Pointing dataset excerpts:
====
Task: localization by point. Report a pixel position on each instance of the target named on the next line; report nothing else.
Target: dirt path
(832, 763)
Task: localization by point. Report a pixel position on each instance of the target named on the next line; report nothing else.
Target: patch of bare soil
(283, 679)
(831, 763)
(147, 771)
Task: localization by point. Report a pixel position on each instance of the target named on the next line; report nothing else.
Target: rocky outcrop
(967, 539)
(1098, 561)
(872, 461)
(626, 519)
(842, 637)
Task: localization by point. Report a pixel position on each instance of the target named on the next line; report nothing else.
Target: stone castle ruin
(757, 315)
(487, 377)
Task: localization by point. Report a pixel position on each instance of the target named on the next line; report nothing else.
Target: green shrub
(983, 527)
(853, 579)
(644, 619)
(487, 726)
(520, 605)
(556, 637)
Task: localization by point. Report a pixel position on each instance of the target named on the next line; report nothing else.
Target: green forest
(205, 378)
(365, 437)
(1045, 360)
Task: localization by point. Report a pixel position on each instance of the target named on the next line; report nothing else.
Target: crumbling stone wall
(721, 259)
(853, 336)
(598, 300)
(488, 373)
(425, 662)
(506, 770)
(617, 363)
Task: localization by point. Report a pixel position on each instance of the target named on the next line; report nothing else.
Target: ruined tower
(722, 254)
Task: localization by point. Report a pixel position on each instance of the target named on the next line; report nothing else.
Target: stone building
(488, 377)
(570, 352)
====
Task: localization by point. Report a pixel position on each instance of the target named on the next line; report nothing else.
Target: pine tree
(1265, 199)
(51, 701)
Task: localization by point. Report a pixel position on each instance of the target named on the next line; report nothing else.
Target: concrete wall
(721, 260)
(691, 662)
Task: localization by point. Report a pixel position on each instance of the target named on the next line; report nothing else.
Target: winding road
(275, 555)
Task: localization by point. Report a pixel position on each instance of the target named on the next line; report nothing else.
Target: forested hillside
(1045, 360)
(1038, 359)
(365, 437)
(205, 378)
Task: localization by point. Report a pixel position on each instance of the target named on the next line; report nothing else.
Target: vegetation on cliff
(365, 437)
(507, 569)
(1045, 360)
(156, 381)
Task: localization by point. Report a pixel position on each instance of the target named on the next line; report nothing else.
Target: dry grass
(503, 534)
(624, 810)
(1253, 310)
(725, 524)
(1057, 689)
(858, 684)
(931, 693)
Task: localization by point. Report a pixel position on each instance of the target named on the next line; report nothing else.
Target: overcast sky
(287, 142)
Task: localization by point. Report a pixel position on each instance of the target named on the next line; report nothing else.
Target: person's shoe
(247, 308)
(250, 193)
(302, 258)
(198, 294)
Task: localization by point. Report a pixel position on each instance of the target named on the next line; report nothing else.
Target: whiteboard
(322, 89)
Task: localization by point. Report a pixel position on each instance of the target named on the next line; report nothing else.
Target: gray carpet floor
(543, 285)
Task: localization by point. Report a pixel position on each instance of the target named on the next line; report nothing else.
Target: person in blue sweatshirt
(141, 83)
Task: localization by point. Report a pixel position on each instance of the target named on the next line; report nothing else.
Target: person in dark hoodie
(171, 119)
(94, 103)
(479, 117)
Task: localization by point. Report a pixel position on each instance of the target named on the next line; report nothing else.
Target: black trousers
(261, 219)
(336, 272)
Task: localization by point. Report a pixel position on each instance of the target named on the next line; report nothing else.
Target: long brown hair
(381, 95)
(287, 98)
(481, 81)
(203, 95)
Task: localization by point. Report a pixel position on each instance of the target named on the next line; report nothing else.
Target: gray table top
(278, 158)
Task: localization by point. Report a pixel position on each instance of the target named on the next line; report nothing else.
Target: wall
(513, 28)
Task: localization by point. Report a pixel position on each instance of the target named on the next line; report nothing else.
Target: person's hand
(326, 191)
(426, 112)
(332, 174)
====
REQUIREMENT:
Pull out each line of the records that includes the word "gray".

PROBLEM SOLUTION:
Target: gray carpet floor
Target: gray table top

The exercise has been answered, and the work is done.